[EXERCISE DESCRIPTION] Filter the listing below down to the lines holding the word "green", and copy those lines.

[INFORMATION SHOWN]
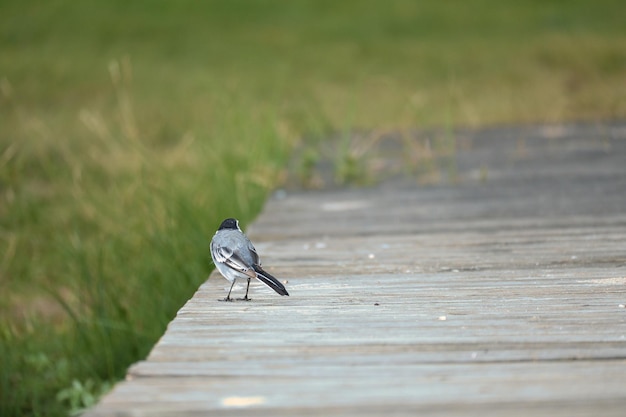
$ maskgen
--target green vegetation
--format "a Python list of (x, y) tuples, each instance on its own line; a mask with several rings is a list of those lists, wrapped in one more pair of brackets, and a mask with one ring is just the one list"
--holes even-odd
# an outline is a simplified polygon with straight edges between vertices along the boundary
[(624, 21), (608, 0), (0, 2), (0, 415), (78, 412), (145, 357), (302, 138), (309, 181), (344, 132), (351, 181), (357, 130), (623, 118)]

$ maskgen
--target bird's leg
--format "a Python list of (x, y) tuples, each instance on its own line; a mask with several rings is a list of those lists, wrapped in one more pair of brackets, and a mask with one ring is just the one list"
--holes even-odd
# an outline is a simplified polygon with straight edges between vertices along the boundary
[(248, 298), (248, 290), (250, 289), (250, 277), (248, 277), (248, 286), (246, 287), (246, 295), (241, 298), (243, 301), (250, 301), (251, 298)]
[(233, 280), (233, 283), (230, 284), (230, 289), (228, 290), (228, 295), (226, 296), (226, 298), (220, 301), (233, 301), (232, 298), (230, 298), (230, 292), (233, 290), (234, 285), (235, 285), (235, 280)]

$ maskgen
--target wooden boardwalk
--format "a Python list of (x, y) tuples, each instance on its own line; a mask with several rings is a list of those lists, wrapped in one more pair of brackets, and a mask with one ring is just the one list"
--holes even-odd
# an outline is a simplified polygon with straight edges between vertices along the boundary
[(626, 126), (459, 141), (454, 185), (270, 200), (291, 296), (213, 274), (86, 415), (626, 415)]

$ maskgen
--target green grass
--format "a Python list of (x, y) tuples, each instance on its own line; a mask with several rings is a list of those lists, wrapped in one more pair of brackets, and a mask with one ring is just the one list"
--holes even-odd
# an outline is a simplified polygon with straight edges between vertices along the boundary
[(626, 116), (622, 2), (509, 3), (0, 2), (0, 415), (123, 377), (303, 138)]

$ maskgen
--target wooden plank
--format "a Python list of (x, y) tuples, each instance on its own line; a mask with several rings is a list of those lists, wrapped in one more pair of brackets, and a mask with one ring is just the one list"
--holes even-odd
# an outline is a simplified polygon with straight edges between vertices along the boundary
[(249, 234), (291, 296), (219, 302), (213, 274), (85, 415), (624, 415), (616, 129), (529, 140), (512, 163), (514, 136), (465, 138), (461, 174), (486, 158), (486, 184), (269, 201)]

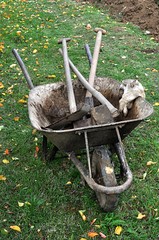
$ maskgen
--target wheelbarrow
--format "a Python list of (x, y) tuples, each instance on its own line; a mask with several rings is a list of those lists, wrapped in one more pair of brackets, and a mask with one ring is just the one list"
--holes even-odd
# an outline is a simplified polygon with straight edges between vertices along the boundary
[[(70, 124), (60, 129), (49, 128), (48, 126), (69, 112), (66, 84), (58, 82), (34, 87), (22, 60), (19, 62), (31, 89), (28, 98), (30, 122), (43, 135), (44, 155), (46, 156), (47, 141), (53, 144), (52, 158), (57, 150), (66, 153), (84, 181), (95, 191), (101, 208), (104, 211), (113, 211), (117, 206), (119, 194), (127, 190), (133, 180), (122, 140), (153, 113), (153, 107), (139, 97), (134, 101), (128, 115), (119, 115), (114, 122), (82, 127), (73, 127)], [(95, 79), (94, 88), (117, 109), (119, 87), (120, 83), (116, 80), (99, 77)], [(73, 81), (73, 89), (77, 109), (80, 109), (84, 103), (86, 89), (79, 81)], [(93, 98), (93, 101), (95, 106), (100, 105), (96, 98)], [(83, 149), (86, 149), (88, 164), (77, 158), (77, 153)], [(120, 184), (114, 171), (114, 154), (120, 163)]]

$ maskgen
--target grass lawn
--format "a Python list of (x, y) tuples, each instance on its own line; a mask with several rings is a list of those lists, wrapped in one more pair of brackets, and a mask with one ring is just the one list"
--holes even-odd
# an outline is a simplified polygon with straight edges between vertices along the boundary
[[(0, 14), (0, 239), (103, 239), (101, 233), (109, 240), (159, 239), (159, 44), (106, 10), (71, 0), (4, 0)], [(35, 86), (65, 81), (57, 42), (70, 37), (69, 55), (88, 77), (84, 44), (93, 51), (95, 27), (107, 30), (97, 75), (139, 79), (154, 106), (124, 140), (134, 180), (112, 213), (100, 209), (66, 155), (42, 161), (42, 136), (28, 118), (29, 89), (12, 54), (18, 49)], [(98, 235), (88, 236), (91, 231)]]

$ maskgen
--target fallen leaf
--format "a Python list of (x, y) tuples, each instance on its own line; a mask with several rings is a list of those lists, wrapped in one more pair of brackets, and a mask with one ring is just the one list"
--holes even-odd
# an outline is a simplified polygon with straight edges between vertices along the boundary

[SOLVED EXERCISE]
--target green vegetation
--target green grass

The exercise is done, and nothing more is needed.